Excerpts from a point labeling dataset
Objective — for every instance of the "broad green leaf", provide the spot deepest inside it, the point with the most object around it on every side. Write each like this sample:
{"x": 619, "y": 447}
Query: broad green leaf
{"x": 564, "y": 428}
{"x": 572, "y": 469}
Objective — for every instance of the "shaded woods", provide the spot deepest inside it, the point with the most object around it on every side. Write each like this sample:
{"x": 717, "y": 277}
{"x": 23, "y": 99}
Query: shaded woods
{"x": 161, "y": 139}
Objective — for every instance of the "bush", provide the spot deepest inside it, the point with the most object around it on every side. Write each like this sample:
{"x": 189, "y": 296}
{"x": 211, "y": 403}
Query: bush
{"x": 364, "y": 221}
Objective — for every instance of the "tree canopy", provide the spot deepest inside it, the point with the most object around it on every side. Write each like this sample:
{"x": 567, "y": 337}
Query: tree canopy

--

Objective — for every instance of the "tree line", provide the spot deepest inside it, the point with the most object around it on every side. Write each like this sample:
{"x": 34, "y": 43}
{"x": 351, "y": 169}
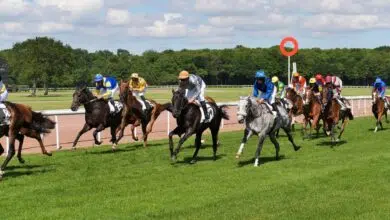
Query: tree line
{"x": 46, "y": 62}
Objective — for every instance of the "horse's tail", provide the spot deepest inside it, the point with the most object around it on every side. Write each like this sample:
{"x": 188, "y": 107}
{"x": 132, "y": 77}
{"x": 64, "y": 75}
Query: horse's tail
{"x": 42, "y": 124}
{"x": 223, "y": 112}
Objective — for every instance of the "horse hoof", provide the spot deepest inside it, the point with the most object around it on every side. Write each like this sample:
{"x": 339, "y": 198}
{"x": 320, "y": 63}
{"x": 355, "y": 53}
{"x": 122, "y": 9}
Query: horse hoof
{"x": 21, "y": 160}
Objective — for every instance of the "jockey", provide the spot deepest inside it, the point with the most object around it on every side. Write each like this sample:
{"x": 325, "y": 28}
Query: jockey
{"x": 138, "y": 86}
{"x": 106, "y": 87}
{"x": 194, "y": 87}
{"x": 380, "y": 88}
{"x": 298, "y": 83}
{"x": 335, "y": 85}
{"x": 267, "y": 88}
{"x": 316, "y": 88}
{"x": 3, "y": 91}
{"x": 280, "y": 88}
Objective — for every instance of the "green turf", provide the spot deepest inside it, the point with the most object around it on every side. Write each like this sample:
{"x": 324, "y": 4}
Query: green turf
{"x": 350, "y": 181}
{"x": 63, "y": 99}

● Written instruction
How many of the lines above contain the string "deepest", counting only matches with the same case? Reply with the number alone.

● Exercise answer
9